DIRECTIONS: What is needed is the complete listing, repeated exactly.
- - - -
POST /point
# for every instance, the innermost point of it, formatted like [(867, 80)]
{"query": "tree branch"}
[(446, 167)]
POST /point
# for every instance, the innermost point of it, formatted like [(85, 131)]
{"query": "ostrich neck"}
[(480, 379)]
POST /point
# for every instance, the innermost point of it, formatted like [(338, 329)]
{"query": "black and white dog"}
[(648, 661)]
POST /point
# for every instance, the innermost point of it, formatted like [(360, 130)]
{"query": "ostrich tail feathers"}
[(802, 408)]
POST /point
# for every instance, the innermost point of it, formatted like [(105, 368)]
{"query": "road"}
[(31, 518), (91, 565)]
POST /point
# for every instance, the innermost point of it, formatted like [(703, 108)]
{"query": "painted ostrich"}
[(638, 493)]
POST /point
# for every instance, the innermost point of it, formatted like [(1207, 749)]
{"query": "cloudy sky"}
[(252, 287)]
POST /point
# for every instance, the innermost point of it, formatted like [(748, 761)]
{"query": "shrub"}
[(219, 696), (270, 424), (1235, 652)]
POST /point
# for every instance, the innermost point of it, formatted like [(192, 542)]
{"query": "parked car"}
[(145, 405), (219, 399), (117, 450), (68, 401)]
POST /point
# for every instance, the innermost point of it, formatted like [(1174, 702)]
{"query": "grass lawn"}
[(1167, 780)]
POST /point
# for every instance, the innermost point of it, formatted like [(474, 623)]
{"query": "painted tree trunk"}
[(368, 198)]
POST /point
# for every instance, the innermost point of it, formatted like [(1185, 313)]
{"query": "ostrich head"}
- - - -
EXPECTED ANSWER:
POST /point
# for every instance, the innermost point of it, formatted like [(867, 80)]
{"query": "tree branch"}
[(446, 167)]
POST /point
# for every instance, the innermost point of it, formatted like [(85, 131)]
{"query": "ostrich neck"}
[(480, 379)]
POST /point
# for every instance, the innermost point of it, formatted like [(338, 329)]
{"query": "black and white dog"}
[(648, 661)]
POST /point
# for every instance, the innermost point of it, formatted like [(360, 130)]
{"query": "ostrich tail feathers"}
[(802, 408)]
POST /point
# for every instance, the innermost point of it, formatted like [(105, 368)]
{"query": "road"}
[(31, 518), (91, 565)]
POST /point
# for every instance, the innermost point of it, formatted like [(703, 108)]
{"query": "painted ostrich"}
[(638, 493)]
POST /point
# for every instance, the innermost point of it, formatted like [(1207, 749)]
{"query": "cloudy sky"}
[(252, 287)]
POST /point
# for every instance, the innermost point of it, formatted like [(748, 761)]
{"query": "shrub"}
[(219, 696), (270, 424), (1235, 652)]
POST /point
# for every instance, the innermost point of it, formatted like [(192, 542)]
{"query": "parked car"}
[(145, 405), (219, 399), (117, 450), (68, 401)]
POST /point
# for every instance, the innermost point of it, formatted like [(1174, 702)]
{"query": "grass lawn"}
[(1167, 780)]
POST /point
# for every instance, the innermost point of it, formatted like [(474, 623)]
{"query": "painted tree trunk"}
[(368, 198)]
POST /point
# for every instance, the innermost point of it, formatted like [(1185, 313)]
{"query": "ostrich head"}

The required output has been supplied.